Start of Extracted records

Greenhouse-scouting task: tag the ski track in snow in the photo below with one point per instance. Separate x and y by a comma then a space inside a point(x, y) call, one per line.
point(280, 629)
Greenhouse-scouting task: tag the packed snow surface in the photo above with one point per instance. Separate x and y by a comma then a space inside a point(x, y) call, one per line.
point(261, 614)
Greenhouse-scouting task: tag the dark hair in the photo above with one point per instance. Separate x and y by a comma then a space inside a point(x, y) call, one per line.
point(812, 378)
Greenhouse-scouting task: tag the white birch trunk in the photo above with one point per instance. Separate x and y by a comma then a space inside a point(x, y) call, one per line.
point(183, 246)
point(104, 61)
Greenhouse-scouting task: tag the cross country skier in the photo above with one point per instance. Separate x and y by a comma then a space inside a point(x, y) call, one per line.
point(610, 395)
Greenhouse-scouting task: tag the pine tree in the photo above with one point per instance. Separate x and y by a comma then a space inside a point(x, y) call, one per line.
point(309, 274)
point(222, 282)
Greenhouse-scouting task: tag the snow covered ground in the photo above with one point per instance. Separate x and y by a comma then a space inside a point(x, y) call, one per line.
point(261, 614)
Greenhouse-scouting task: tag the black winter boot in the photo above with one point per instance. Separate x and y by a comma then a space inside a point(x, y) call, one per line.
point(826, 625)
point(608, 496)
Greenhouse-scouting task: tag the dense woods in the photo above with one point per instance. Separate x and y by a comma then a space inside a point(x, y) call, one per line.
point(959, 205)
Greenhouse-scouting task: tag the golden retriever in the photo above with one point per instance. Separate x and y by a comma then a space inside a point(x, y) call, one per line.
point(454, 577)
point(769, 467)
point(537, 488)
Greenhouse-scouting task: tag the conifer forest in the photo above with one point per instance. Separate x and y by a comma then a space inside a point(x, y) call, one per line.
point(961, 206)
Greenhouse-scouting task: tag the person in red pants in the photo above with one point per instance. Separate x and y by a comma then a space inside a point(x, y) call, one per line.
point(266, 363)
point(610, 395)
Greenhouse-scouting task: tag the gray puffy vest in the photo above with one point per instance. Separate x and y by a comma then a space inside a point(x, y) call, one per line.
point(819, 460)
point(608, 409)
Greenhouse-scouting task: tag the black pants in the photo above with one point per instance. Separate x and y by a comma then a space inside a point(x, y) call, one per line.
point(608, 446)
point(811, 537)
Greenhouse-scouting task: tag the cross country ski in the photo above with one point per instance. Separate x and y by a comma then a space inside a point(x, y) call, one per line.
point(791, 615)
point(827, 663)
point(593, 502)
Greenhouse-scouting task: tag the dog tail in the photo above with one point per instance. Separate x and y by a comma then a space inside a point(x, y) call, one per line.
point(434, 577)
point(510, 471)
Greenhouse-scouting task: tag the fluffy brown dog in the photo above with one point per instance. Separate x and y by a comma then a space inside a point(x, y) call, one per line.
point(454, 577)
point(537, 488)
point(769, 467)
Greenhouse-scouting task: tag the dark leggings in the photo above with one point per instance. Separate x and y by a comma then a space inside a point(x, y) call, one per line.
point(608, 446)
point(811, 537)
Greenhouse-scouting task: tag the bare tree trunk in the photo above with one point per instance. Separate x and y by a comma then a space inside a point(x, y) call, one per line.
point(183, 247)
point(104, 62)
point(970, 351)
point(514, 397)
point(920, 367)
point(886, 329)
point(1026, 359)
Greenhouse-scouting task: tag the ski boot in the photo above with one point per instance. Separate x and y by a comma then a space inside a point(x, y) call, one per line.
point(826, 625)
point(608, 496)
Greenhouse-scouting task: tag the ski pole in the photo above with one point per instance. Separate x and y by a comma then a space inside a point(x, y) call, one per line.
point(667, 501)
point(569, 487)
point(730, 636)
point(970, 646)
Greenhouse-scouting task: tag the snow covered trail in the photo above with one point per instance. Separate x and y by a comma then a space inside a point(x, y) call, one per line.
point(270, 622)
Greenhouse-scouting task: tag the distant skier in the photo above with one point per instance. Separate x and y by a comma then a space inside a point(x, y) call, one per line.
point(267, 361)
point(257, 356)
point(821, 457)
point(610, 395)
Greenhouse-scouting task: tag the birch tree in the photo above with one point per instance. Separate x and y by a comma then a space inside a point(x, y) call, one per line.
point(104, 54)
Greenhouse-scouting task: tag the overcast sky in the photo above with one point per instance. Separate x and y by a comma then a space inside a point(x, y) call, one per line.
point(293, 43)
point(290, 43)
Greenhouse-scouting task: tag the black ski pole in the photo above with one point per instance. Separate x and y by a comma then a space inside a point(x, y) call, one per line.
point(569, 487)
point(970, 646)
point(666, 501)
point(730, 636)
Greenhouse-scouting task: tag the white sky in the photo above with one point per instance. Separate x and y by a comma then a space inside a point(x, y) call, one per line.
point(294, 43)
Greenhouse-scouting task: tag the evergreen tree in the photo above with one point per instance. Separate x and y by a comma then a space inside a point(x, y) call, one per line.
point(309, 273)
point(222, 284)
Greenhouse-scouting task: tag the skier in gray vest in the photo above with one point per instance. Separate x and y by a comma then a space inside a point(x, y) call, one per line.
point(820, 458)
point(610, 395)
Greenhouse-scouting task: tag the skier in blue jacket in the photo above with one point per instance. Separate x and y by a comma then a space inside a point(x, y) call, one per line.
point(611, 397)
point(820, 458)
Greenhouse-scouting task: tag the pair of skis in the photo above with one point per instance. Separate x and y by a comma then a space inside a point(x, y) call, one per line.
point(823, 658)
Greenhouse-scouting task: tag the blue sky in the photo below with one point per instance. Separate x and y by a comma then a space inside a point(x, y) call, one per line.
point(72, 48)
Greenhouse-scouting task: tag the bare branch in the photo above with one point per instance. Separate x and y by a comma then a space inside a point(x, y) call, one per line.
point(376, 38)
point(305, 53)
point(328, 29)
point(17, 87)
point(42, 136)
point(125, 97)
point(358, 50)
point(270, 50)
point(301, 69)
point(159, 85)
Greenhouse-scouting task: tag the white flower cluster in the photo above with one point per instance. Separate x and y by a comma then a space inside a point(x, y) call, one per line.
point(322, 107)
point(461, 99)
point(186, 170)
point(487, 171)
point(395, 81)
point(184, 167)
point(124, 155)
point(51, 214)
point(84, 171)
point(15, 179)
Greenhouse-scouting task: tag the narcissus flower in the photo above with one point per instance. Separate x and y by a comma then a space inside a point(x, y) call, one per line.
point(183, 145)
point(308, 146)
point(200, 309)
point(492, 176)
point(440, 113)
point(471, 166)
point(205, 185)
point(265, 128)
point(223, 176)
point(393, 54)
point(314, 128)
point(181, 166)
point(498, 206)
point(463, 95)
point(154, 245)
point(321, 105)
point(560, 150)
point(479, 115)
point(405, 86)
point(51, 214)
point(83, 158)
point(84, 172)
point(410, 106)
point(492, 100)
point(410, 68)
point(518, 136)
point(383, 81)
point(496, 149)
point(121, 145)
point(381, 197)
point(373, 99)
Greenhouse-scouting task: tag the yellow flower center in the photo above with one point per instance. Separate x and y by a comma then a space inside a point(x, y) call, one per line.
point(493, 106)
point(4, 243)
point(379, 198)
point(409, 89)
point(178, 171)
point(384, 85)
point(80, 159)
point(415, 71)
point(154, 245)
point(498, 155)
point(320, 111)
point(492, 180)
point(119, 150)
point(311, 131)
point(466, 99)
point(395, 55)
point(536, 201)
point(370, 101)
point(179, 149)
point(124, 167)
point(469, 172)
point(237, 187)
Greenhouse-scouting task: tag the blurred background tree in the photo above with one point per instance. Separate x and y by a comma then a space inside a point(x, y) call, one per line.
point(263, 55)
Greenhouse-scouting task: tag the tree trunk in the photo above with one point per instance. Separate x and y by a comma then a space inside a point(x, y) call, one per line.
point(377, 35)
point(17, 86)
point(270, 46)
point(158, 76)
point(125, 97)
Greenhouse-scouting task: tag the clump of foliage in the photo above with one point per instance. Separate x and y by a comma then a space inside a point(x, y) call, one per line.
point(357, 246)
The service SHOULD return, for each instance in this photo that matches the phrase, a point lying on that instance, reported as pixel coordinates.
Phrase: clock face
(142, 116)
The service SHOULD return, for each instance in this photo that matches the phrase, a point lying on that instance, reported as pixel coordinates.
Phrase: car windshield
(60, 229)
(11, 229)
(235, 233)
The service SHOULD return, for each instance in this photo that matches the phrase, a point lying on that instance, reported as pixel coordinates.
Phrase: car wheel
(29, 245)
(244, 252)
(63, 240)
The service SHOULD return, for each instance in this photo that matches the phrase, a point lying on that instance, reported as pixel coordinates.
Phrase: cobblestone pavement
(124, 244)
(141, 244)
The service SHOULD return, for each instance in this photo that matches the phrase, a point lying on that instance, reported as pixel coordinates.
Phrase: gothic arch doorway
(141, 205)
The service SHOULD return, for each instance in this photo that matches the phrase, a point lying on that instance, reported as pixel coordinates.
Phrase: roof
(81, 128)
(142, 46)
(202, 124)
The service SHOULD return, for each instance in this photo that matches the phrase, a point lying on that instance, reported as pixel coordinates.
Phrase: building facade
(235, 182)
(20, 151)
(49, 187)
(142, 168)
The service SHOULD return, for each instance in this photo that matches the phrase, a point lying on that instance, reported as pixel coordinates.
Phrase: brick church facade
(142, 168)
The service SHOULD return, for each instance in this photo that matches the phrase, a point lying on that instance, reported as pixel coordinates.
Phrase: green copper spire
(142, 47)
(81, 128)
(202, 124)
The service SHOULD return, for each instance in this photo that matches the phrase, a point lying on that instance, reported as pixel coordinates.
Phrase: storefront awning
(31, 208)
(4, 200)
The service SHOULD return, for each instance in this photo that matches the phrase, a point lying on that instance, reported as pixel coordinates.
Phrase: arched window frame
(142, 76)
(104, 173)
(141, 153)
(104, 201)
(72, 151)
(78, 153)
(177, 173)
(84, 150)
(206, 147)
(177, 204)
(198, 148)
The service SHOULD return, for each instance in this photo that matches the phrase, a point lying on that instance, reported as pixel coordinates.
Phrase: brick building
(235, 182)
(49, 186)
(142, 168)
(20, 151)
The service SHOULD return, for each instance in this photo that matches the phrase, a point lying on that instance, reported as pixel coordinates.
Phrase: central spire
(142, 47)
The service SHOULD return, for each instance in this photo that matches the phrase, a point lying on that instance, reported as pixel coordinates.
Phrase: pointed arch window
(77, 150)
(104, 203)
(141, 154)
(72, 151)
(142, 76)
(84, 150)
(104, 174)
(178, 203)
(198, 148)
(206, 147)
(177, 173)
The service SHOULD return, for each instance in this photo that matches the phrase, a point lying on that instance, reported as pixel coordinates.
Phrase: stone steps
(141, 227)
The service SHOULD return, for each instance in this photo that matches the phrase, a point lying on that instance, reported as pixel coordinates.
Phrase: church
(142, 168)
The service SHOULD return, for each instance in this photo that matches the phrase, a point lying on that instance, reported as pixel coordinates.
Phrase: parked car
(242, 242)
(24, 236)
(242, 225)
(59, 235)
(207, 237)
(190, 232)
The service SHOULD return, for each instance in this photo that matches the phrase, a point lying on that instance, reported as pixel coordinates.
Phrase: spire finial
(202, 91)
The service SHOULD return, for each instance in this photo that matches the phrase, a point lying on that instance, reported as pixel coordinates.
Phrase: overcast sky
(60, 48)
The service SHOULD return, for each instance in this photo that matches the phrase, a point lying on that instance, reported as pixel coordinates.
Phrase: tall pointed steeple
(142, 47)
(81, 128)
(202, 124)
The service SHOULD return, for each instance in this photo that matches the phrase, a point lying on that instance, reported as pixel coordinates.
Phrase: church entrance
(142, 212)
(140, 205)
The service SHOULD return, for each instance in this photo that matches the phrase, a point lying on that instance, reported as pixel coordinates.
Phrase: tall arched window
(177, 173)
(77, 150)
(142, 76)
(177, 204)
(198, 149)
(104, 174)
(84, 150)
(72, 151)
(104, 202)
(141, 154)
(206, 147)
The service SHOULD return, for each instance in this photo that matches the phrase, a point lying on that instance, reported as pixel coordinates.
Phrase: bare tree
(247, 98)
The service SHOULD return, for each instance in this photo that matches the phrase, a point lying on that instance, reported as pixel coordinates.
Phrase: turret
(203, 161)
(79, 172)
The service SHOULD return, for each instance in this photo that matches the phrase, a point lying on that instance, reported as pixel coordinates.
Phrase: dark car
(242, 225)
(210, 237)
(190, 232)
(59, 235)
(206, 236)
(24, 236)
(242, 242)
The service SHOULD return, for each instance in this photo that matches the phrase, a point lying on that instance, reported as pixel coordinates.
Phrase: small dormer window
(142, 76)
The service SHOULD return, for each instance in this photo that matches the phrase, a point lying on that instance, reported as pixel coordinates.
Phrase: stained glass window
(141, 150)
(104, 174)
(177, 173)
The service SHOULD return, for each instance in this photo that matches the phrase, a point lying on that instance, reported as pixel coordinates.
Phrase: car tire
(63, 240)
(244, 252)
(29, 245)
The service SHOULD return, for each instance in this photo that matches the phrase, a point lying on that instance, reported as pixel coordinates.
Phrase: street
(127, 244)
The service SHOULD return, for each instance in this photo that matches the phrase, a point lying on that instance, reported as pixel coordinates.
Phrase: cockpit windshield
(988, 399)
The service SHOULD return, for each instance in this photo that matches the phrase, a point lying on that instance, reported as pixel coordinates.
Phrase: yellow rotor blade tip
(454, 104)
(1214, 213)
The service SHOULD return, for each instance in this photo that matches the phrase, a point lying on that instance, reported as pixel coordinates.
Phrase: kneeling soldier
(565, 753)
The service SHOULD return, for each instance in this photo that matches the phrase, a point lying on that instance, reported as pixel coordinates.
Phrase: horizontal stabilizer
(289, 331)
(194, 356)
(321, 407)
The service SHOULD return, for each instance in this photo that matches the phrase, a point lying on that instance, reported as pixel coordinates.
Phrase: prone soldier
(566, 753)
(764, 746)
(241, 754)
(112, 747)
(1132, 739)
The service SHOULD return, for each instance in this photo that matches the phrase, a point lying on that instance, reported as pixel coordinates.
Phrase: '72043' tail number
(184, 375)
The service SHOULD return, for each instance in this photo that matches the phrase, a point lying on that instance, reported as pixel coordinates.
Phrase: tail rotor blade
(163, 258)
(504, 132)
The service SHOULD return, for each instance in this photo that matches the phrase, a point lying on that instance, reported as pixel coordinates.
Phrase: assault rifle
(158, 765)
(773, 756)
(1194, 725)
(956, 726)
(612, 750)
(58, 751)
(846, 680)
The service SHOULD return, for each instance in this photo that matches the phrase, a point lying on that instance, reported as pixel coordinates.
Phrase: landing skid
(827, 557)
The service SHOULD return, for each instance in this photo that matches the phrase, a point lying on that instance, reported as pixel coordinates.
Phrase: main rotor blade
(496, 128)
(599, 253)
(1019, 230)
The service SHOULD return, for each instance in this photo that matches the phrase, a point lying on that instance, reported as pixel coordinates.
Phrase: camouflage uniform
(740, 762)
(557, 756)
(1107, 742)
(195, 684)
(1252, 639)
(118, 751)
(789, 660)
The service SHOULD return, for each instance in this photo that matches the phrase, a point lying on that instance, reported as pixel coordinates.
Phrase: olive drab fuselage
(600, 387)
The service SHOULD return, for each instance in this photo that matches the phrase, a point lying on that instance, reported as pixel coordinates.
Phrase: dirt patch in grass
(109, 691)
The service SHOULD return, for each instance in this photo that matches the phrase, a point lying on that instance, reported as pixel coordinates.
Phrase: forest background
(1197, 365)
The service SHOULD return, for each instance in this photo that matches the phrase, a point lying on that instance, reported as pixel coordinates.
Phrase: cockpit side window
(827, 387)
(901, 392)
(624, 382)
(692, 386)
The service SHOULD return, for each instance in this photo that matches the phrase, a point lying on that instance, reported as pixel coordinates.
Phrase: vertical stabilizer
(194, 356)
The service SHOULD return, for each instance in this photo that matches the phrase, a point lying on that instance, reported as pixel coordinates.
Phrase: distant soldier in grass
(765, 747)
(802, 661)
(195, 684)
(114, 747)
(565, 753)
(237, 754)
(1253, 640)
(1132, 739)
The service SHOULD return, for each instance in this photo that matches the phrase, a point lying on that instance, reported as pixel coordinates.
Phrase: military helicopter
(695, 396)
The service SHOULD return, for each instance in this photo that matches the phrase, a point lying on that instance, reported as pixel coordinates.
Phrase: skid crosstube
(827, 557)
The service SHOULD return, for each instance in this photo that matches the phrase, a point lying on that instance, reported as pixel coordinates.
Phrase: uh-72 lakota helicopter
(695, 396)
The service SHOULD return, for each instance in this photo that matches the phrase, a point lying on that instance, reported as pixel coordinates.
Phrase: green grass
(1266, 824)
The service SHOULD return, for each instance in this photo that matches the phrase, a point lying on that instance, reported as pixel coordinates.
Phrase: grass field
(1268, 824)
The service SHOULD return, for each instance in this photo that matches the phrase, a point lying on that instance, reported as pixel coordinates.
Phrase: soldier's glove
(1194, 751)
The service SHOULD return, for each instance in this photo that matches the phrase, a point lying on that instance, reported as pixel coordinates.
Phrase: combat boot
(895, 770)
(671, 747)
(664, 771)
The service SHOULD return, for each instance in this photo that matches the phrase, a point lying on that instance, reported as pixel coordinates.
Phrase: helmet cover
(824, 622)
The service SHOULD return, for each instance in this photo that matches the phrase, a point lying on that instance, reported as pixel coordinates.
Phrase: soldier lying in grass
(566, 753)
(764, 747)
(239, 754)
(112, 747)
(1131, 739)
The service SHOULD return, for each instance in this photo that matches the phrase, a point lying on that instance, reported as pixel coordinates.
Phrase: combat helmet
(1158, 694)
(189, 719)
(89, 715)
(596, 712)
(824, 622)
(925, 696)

End of Extracted records

Try it —
Copy the lines above exactly, beginning at the line containing "Phrase: combat boot" and stopping at the last line.

Response —
Phrase: combat boot
(895, 770)
(671, 747)
(664, 771)
The service SHOULD return, for each instance in this photo that matches the phrase, a point lying on that instance, reported as pixel coordinates.
Phrase: helmet cover
(824, 622)
The service SHOULD return, for each instance in this photo that matches the phrase, a point lying on that instance, reported as pixel coordinates.
Phrase: soldier lying in grass
(566, 753)
(764, 747)
(239, 754)
(112, 747)
(1131, 739)
The service SHOULD return, for each instance in this photo that matches the phrase, a point lying on that instance, reported as pixel coordinates.
Phrase: combat helmet
(1158, 694)
(189, 719)
(89, 715)
(596, 712)
(824, 622)
(925, 696)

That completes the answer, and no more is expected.